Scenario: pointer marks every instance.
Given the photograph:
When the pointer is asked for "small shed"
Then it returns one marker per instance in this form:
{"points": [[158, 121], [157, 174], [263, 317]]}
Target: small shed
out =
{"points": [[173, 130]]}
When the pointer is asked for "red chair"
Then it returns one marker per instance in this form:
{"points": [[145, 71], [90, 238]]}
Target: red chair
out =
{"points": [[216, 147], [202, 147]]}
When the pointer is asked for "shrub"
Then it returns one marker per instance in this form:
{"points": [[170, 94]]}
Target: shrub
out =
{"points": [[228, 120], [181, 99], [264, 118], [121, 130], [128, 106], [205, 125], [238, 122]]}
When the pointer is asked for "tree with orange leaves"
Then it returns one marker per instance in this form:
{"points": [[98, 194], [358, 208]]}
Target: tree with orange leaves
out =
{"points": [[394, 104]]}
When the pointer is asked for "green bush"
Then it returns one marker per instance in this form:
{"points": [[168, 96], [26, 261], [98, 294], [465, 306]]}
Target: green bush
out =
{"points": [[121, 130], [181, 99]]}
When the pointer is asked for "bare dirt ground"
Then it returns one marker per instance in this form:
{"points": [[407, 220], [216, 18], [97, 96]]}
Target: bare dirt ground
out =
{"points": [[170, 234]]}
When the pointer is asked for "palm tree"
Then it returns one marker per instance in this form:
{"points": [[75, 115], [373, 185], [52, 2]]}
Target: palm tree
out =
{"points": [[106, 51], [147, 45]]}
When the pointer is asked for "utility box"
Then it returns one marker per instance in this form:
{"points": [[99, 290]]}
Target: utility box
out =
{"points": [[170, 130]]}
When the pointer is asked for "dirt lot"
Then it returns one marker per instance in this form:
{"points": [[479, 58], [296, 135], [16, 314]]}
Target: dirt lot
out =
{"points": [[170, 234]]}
+--
→ Exercise
Revise all of the records above so that "pointer" becomes "locator" wherever it occurs, leaving every other part of the records unchanged.

→ The completed task
Scenario: locator marks every instance.
Given the photograph:
When the locator is asked for "small shed"
Then it returns one marker per instance in this form:
{"points": [[158, 121], [157, 174], [263, 317]]}
Target: small shed
out =
{"points": [[173, 130]]}
When the locator is asked for "red chair"
Then it returns one marker per instance in this form:
{"points": [[145, 71], [90, 238]]}
Target: red chair
out =
{"points": [[216, 147], [202, 147]]}
When the locator is asked for "shrub"
Then it returns one marker per instance in this form:
{"points": [[170, 94]]}
Target: shrub
out =
{"points": [[228, 120], [181, 99], [264, 118], [121, 130], [128, 106], [205, 125], [238, 122]]}
When the locator is asked for "tree with orange leaves"
Then it returns one marker per instance in this form:
{"points": [[98, 194], [358, 208]]}
Target: tree with orange leaves
out =
{"points": [[394, 104]]}
When the locator is asked for "green bush"
Then it returns one marker per instance in this form:
{"points": [[168, 96], [26, 261], [98, 294], [465, 306]]}
Target: green bush
out =
{"points": [[121, 130], [181, 99]]}
When the locator is asked for "bare dirt ground"
Then it returns one marker per instance in this form:
{"points": [[407, 220], [216, 18], [97, 96]]}
Target: bare dirt ground
out =
{"points": [[170, 234]]}
When the locator is asked for "palm tree"
Then it returns one marker per instance in this form:
{"points": [[75, 115], [373, 185], [52, 2]]}
Target: palm tree
out =
{"points": [[106, 51], [147, 45]]}
When the locator is asked for "utility box"
Then it returns one marker per instance in this form:
{"points": [[99, 290]]}
Target: utility box
out =
{"points": [[170, 130]]}
When the locator is asked for "dirt lot"
Then it returns one marker per instance in this form:
{"points": [[479, 58], [296, 135], [16, 314]]}
Target: dirt lot
out =
{"points": [[170, 234]]}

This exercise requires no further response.